Dataset excerpts

-=-=-

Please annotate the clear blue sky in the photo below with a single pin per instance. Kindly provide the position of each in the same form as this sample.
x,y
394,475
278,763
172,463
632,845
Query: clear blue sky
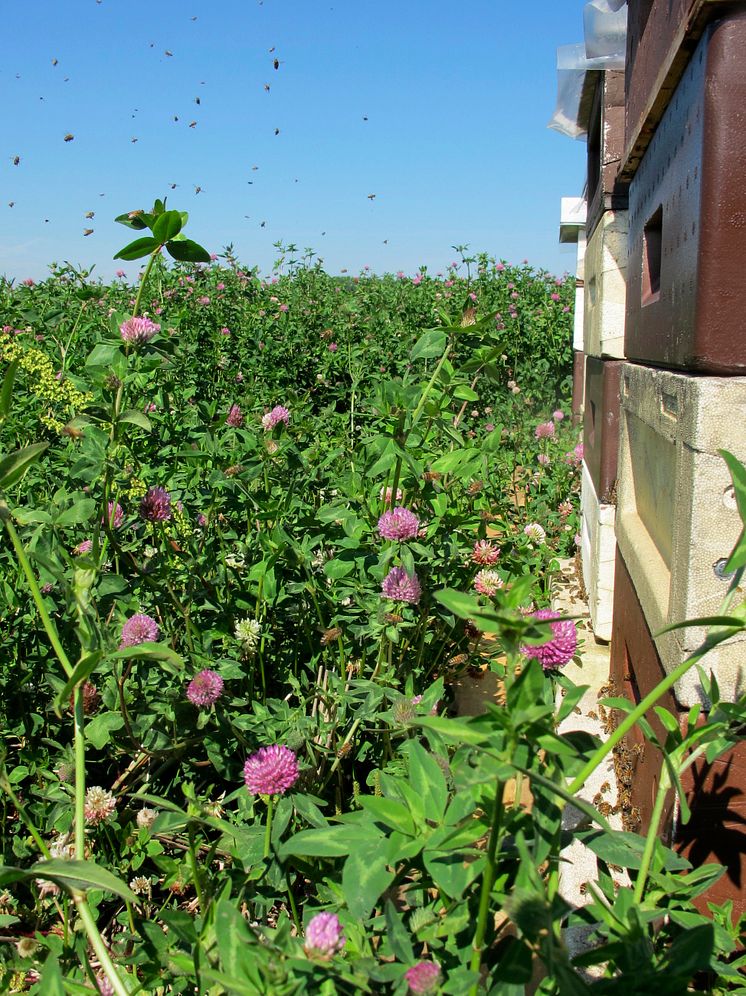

-=-=-

Directions for this task :: Every entry should be returned exactly as written, minus the pictures.

Exercise answer ::
Please annotate the clear blue sky in the photo below with a single pin per instance. Kindly provide the position of each in the same form as this sample.
x,y
394,475
278,763
172,463
632,845
Query: clear blue sky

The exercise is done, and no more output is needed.